Assigned task
Each record that follows goes into your reply unchanged; the pictures do not.

--

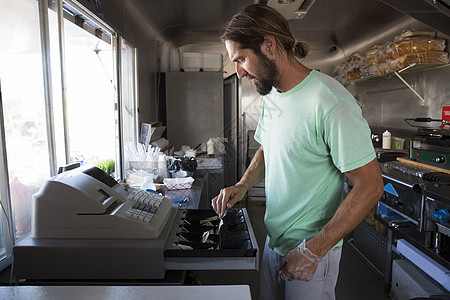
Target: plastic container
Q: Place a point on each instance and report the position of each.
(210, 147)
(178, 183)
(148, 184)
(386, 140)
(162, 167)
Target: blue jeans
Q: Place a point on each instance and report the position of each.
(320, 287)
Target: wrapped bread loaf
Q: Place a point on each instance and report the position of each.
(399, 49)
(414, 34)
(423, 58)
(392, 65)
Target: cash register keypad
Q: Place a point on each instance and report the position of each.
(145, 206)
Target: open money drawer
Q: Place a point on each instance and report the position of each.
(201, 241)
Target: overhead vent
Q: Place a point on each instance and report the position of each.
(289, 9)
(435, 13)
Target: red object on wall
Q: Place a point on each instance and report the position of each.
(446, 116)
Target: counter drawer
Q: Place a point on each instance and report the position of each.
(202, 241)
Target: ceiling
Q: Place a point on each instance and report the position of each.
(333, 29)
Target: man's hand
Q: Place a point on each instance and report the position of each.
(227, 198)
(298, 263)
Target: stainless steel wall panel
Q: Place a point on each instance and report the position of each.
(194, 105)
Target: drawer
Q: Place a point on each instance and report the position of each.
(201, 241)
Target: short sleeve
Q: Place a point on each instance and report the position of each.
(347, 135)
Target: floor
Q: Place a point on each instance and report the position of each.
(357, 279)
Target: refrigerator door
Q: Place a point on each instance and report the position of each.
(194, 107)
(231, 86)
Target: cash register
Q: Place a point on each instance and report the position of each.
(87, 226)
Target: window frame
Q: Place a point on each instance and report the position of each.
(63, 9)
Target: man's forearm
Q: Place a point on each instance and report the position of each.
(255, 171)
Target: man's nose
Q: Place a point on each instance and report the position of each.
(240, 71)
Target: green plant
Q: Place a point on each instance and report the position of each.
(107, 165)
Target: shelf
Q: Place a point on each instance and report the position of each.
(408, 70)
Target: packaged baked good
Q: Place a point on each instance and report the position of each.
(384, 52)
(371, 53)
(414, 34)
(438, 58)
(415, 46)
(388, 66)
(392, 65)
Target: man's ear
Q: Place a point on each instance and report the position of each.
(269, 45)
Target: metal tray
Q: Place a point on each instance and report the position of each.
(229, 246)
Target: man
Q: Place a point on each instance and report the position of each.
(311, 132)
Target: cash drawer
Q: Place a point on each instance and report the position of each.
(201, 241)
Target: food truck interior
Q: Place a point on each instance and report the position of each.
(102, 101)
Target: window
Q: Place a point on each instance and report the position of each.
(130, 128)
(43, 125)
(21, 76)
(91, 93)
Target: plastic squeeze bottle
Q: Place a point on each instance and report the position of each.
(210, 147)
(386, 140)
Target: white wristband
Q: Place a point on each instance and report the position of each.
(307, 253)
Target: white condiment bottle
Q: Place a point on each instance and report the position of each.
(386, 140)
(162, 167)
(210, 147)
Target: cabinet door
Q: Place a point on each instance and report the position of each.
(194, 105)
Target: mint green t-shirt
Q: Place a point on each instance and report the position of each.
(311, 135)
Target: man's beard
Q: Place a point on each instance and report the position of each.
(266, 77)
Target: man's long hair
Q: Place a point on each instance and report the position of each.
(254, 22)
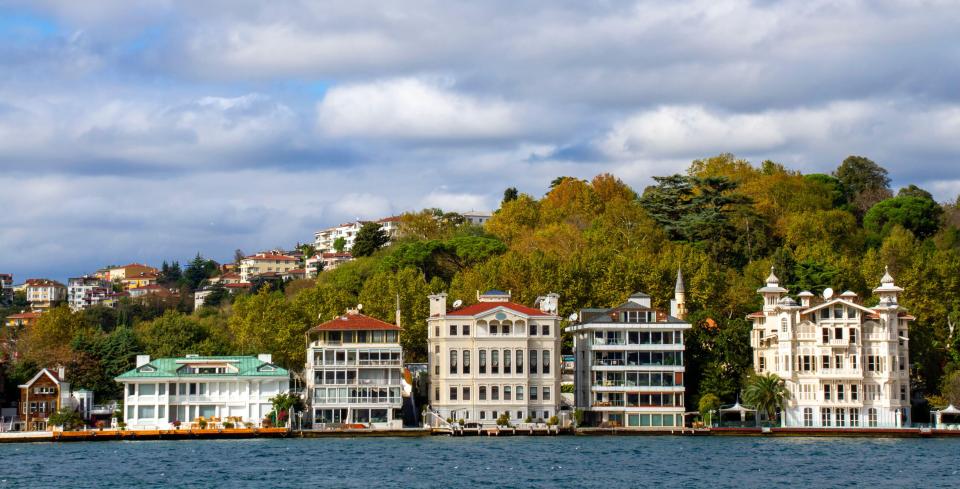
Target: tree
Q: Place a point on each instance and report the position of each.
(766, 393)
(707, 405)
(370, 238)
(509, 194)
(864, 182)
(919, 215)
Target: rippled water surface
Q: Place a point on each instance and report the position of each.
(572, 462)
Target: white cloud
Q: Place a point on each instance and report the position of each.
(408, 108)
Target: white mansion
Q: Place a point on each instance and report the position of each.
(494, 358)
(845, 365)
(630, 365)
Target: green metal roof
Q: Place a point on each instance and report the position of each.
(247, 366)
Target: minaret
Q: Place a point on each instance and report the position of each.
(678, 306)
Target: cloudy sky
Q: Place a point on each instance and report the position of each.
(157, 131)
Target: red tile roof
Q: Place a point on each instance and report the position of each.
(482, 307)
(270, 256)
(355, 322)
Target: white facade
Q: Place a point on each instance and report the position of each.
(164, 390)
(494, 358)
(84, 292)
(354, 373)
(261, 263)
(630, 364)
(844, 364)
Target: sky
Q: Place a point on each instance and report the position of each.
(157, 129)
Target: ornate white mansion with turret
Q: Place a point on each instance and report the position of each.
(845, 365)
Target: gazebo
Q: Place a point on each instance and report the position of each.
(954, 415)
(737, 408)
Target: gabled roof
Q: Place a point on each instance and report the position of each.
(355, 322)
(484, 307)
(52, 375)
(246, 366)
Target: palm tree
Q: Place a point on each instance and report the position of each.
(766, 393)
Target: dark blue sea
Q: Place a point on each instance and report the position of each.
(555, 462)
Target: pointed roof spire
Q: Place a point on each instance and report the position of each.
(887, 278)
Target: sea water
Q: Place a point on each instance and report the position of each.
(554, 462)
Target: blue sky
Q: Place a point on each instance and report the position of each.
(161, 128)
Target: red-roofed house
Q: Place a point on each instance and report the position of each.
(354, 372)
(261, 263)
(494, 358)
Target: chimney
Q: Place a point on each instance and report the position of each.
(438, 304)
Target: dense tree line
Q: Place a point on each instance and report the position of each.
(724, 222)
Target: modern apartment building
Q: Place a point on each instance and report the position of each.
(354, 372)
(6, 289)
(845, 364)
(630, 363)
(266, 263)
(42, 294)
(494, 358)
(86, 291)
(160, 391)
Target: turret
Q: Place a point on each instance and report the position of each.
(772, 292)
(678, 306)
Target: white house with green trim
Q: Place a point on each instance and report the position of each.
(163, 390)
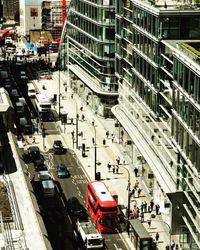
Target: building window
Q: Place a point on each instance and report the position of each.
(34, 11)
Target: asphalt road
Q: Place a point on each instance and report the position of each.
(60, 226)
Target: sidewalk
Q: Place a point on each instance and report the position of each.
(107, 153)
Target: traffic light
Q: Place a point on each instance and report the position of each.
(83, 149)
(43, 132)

--

Expected answer
Target: plastic container
Q: Place a point on each instance and report the position of each.
(210, 147)
(178, 183)
(148, 184)
(386, 140)
(162, 167)
Target: blue jeans
Q: Place a point on each instance and report the position of each.
(320, 287)
Target: wrapped bread loaf
Q: Place a point on each instance and report the position of each.
(399, 49)
(414, 34)
(423, 58)
(392, 65)
Target: cash register keypad
Q: Place a point on each instance and report the position of each.
(145, 206)
Target: open money drawer
Q: Place a point on each instance and report the position of each.
(201, 241)
Target: overhead vent
Q: Place a point on each instance and report the position of each.
(289, 9)
(435, 13)
Target: red object on wall
Q: Place a point on each instance and report the position of each.
(446, 116)
Target: counter drawer
Q: Place a point on each instance and report the position of each.
(202, 241)
Target: ceiling
Q: Place a point on each instance and report the position of each.
(333, 29)
Target: man's hand
Q: Place a point on each instance and report the position of each.
(227, 198)
(298, 263)
Target: stainless steel wall panel
Q: Place a point on each instance and report the position of each.
(194, 105)
Target: drawer
Q: Place a point on each instance and report the position of each.
(201, 241)
Target: short sleeve
Q: Place a point on each instance and report the position of each.
(347, 135)
Target: floor
Q: Place a point on each instance and report the position of each.
(357, 279)
Target: refrigerator door
Q: Place a point on each instance and report the position of each.
(194, 107)
(231, 86)
Target: cash register
Q: Place a point on each instance and report the position of each.
(87, 226)
Target: window frame
Q: Place a point on each instance and report the position of each.
(63, 9)
Target: man's forearm
Q: Place a point on each instance and report the position of each.
(255, 171)
Target: man's nose
Q: Place a point on each instance and report the position of each.
(240, 71)
Target: green plant
Q: Place a point on each instance and report the position of each.
(107, 165)
Target: shelf
Q: Place a point on each instance and report the position of each.
(408, 70)
Target: packaged baked good
Q: Place a point on each instance and report the position of each.
(384, 52)
(371, 53)
(414, 34)
(438, 58)
(415, 46)
(388, 66)
(392, 65)
Target: man's ear
Q: Place a point on each instance and report the position of each.
(269, 45)
Target: metal tray
Q: Place a point on each instance and report the position of each.
(229, 246)
Target: man
Q: Place a point on each instance and report the position of each.
(311, 132)
Target: cash drawer
Q: Place a point on each instance and report the position of each.
(201, 241)
Target: food truck interior
Q: Place a point on each instance and report the position of each.
(102, 101)
Target: window
Q: Place a point on each instance and report the position of each.
(130, 128)
(43, 125)
(21, 76)
(91, 93)
Target: plastic squeeze bottle
Q: Place a point on each instance and report the position of each.
(210, 147)
(386, 140)
Target: white wristband
Q: Place a point on each instance and report the position of each.
(307, 253)
Target: white condiment bottle
Q: Place a point on each instance and report the position of each.
(386, 140)
(162, 167)
(210, 147)
Target: cabinet door
Q: Place a point on each instance and report the position of each.
(194, 105)
Target: mint green t-shirt
Q: Place a point on each instance and report the position of each.
(311, 135)
Target: man's beard
Q: Place a point on each instance and report the position of each.
(266, 77)
Target: man's long hair
Q: Place a point on each instance and report the position of each.
(254, 22)
Target: tree
Q: Place a point on each instance and report the position of each.
(766, 393)
(707, 405)
(370, 238)
(509, 194)
(864, 182)
(919, 215)
Target: rippled water surface
Q: Place a point on each instance and report the position of each.
(572, 462)
Target: white cloud
Q: Place a point on each instance and report the position of each.
(408, 108)
Target: white mansion
Q: Place a point on each instance and report the position of each.
(494, 358)
(845, 365)
(630, 365)
Target: green metal roof
Q: Place a point on each instance and report the position of each.
(247, 366)
Target: minaret
Q: Place a point on each instance and report the position of each.
(678, 306)
Target: cloudy sky
Q: Place a point on each instance and report the position of each.
(157, 131)
Target: red tile roof
Q: Place a point on each instance and report the position of each.
(482, 307)
(270, 256)
(355, 322)
Target: white facade
Q: Place a point on each instance and report the position of each.
(164, 390)
(494, 358)
(84, 292)
(354, 373)
(261, 263)
(630, 364)
(844, 364)
Target: sky
Q: Place a point on each instance and report the position of each.
(157, 129)
Target: ornate white mansion with turret
Q: Place a point on each instance and report the position of each.
(845, 365)
Target: gazebo
Q: Place a point on each instance and report the position of each.
(954, 415)
(737, 408)
Target: gabled roof
Q: Place a point on each instance and report the position of each.
(355, 322)
(484, 307)
(52, 375)
(246, 366)
Target: palm tree
Q: Place a point on each instance and report the position of each.
(766, 393)
Target: dark blue sea
Q: Place a point on each instance and report the position of each.
(555, 462)
Target: pointed roof spire
Q: Place a point on each instance and report the position of each.
(887, 278)
Target: sea water
Q: Place a point on each instance and report the position of each.
(554, 462)
Target: blue sky
Q: Place a point on each instance and report the position of each.
(161, 128)
Target: red-roofed house
Q: Place a point on each instance and report the position of each.
(354, 372)
(261, 263)
(494, 358)
Target: chimney
Q: Place a point on each instance and report the position of each.
(438, 304)
Target: dense tree line
Q: Place a point on each instance and report the position of each.
(724, 222)
Target: modern apartment building
Q: Place a point on each instance and report the position of each.
(354, 372)
(6, 289)
(845, 364)
(630, 363)
(266, 263)
(42, 294)
(494, 358)
(86, 291)
(160, 391)
Target: turret
Q: Place a point on each instance and report the position of each.
(772, 292)
(678, 306)
Target: white house with green trim
Q: Place a point on each instance and report the position of each.
(163, 390)
Target: building window
Q: Place a point on each instance and report the position of each.
(34, 11)
Target: asphalt road
Q: Place a point on each instance and report the position of each.
(60, 226)
Target: sidewalk
Q: Place a point on each instance and report the position of each.
(107, 153)
Target: traffic light
Q: Place a point on each instance and report the position of each.
(83, 149)
(43, 132)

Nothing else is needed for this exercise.